**DO THIS**. Please render the lines below as a JSON list of strings, one per line, leaving out blank lines, starting at the first line and ending at the line that contains "[137,227,398,346]", with both ends included.

==== RECORDS FOR THIS EXERCISE

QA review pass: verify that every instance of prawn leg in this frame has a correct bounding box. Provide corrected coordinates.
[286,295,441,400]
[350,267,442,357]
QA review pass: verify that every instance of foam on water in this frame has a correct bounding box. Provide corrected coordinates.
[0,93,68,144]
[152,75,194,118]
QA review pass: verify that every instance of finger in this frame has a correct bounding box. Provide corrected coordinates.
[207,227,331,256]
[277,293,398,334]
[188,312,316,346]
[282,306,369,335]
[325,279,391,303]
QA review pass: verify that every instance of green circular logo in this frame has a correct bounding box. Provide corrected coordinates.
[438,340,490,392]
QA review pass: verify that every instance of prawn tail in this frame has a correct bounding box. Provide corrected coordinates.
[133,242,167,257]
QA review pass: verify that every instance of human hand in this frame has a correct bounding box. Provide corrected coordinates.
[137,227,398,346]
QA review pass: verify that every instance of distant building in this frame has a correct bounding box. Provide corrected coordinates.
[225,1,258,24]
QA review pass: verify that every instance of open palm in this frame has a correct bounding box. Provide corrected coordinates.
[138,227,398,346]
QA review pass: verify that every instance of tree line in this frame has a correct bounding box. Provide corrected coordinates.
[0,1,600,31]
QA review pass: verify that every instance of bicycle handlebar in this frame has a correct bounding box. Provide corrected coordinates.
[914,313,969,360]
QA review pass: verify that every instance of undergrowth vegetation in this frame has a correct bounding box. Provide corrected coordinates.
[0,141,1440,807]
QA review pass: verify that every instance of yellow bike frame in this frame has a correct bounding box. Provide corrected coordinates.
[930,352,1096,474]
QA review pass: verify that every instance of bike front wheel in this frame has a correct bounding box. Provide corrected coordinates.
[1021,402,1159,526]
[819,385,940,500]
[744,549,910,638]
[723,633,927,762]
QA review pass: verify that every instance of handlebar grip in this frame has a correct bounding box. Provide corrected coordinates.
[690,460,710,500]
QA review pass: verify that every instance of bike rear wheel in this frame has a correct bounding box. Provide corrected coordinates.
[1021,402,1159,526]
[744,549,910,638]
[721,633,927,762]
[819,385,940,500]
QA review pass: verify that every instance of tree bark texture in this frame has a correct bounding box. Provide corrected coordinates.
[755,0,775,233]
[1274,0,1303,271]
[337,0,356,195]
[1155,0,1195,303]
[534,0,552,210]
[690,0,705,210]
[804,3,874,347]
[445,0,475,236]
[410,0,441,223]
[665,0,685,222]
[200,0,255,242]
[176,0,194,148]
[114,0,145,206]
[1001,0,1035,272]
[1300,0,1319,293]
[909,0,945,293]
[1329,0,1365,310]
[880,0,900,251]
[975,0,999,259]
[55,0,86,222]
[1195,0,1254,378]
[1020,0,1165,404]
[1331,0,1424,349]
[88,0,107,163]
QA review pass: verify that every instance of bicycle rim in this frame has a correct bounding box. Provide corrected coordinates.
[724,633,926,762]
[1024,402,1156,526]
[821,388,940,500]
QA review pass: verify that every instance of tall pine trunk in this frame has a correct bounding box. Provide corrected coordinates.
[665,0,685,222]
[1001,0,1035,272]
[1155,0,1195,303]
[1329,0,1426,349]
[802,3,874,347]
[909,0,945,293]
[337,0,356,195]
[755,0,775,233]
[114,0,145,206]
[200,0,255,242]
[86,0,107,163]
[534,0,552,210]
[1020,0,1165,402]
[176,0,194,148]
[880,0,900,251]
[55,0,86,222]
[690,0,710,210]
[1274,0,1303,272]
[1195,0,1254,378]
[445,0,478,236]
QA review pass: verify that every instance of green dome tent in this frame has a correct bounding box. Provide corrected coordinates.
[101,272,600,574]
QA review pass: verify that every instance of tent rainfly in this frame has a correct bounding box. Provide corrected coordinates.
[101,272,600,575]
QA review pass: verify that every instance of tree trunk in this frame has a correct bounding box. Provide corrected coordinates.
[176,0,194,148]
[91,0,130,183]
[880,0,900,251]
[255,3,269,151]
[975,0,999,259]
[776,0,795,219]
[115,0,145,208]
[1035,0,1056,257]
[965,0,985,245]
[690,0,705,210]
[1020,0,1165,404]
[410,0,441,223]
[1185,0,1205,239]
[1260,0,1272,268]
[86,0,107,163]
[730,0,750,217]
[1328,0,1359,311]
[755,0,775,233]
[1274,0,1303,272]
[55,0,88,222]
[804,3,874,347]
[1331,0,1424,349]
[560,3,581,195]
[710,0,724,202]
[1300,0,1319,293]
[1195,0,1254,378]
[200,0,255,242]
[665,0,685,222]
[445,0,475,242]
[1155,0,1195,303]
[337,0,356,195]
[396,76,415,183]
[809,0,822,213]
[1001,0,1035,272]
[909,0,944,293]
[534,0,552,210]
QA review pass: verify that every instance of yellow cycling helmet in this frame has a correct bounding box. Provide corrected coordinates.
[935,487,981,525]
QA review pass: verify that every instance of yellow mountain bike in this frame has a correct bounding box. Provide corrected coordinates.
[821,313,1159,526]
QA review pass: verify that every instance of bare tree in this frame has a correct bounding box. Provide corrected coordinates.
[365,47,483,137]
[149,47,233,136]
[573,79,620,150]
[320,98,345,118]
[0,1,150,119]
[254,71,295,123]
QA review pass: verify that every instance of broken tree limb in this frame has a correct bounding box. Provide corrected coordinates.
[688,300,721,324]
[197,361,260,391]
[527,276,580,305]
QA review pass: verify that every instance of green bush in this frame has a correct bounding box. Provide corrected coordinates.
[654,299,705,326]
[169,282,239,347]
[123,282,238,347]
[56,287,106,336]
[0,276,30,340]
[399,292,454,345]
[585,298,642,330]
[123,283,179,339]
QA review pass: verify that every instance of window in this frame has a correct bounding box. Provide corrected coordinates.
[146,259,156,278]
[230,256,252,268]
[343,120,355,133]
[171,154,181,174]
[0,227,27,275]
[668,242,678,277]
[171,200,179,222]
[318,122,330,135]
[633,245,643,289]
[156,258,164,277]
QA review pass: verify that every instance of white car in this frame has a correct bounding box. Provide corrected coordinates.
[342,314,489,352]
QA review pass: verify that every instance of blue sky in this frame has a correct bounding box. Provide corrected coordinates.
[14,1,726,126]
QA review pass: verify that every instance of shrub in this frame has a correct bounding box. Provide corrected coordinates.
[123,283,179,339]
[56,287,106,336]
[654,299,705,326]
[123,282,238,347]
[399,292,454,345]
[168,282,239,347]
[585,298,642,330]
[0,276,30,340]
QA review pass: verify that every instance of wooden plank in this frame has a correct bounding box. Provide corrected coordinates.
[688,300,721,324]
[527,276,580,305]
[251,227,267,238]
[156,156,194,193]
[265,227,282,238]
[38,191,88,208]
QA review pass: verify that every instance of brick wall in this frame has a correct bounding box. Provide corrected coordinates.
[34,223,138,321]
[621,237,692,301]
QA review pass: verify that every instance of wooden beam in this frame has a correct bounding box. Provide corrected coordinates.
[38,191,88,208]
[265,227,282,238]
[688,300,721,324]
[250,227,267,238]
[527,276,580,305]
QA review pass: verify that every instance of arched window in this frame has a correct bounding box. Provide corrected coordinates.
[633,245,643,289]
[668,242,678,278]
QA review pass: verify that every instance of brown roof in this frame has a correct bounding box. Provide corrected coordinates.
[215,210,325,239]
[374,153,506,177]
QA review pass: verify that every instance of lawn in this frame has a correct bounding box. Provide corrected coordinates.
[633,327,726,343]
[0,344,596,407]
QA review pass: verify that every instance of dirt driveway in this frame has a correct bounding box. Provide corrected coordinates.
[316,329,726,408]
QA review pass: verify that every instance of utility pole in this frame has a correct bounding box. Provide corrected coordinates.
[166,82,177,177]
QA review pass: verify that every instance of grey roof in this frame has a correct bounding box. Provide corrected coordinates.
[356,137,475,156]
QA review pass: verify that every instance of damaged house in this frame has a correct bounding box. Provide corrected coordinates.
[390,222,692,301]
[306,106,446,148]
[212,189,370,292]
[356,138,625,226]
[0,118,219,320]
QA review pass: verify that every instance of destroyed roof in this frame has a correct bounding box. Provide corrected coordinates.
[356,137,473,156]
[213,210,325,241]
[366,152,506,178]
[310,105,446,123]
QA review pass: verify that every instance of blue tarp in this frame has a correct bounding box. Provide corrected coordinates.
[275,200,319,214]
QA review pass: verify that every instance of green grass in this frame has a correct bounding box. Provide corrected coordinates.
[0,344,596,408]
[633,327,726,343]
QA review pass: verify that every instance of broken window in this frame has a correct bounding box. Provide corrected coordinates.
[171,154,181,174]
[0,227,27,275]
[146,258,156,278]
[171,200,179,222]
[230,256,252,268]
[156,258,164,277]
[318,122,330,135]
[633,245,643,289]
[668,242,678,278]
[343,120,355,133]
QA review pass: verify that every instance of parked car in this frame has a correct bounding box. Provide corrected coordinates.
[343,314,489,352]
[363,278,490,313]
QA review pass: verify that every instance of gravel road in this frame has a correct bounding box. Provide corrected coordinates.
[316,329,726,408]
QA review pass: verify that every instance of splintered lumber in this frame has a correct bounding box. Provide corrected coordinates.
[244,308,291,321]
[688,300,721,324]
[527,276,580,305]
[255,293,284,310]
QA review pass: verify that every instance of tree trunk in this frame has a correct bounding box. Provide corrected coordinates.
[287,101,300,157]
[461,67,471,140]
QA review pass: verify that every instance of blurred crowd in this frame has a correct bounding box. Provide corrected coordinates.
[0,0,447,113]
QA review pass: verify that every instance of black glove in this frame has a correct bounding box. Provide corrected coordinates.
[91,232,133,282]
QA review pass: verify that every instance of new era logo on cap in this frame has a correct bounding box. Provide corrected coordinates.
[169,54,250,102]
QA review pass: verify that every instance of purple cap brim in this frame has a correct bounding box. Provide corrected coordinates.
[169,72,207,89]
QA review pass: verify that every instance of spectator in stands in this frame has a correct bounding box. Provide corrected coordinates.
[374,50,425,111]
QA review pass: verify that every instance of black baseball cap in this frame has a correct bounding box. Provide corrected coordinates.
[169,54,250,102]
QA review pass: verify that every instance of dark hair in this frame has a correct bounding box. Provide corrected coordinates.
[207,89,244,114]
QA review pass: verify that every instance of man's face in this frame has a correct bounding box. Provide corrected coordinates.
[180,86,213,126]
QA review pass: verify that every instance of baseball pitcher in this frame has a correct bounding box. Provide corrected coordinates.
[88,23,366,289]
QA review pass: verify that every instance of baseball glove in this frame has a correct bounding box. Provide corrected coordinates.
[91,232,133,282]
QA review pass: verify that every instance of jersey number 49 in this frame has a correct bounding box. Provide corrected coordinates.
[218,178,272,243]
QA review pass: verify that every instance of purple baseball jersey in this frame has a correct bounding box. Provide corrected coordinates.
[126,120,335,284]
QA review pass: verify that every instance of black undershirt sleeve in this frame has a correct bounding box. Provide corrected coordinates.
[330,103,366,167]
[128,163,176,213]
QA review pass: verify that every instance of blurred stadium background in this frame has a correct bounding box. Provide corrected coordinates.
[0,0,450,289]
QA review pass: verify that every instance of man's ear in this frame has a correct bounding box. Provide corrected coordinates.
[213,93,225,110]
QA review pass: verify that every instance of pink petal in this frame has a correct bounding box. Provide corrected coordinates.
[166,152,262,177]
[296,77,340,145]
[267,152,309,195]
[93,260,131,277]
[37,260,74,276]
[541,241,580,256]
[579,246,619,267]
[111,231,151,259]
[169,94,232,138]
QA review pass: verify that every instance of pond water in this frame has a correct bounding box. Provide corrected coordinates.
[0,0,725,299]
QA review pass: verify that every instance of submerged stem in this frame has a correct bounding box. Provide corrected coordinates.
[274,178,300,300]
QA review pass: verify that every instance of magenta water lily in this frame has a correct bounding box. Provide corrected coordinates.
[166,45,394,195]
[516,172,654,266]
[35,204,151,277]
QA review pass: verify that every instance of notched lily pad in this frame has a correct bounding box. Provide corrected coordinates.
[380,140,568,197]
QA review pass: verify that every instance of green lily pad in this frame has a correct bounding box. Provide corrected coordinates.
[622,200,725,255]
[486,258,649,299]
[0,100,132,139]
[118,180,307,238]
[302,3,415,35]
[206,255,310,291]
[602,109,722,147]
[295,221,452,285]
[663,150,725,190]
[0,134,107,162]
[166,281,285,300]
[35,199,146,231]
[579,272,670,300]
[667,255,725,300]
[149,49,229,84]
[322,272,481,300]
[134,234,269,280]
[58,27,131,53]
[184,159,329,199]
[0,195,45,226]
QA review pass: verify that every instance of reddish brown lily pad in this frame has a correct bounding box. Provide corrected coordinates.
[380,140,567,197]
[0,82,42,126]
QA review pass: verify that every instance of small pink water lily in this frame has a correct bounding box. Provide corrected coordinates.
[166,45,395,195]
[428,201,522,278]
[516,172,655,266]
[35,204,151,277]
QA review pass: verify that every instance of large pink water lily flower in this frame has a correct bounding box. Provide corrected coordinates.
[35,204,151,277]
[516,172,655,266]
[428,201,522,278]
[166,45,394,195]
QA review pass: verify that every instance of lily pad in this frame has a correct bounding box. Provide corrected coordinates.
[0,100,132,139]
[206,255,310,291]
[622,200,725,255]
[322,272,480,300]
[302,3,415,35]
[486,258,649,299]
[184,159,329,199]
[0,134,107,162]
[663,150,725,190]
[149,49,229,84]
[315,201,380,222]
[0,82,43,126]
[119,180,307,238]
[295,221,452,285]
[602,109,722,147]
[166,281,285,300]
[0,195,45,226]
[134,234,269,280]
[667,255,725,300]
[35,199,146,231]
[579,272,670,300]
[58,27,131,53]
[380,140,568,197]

========

**EXERCISE ANSWER**.
[
  "QA review pass: verify that every instance of prawn leg in this frame has a correct bounding box. Provide corrected coordinates.",
  "[286,295,441,400]",
  "[350,267,442,357]",
  "QA review pass: verify that every instance of foam on water in this frame has a correct bounding box. Provide corrected coordinates.",
  "[0,93,68,144]",
  "[152,75,194,118]",
  "QA review pass: verify that every instance of finger in this frame has a correct bounding box. Provide corrected coordinates.",
  "[207,227,331,256]",
  "[277,293,398,334]",
  "[188,312,316,346]",
  "[282,306,369,335]",
  "[325,279,391,303]",
  "QA review pass: verify that every instance of green circular logo in this frame has a correct bounding box. Provide corrected coordinates.",
  "[438,340,490,392]",
  "QA review pass: verify that every instance of prawn tail in this frame has a correct bounding box. Provide corrected coordinates.",
  "[133,242,167,257]",
  "QA review pass: verify that every instance of human hand in this frame has a correct bounding box. Provide corrected coordinates.",
  "[137,227,398,346]"
]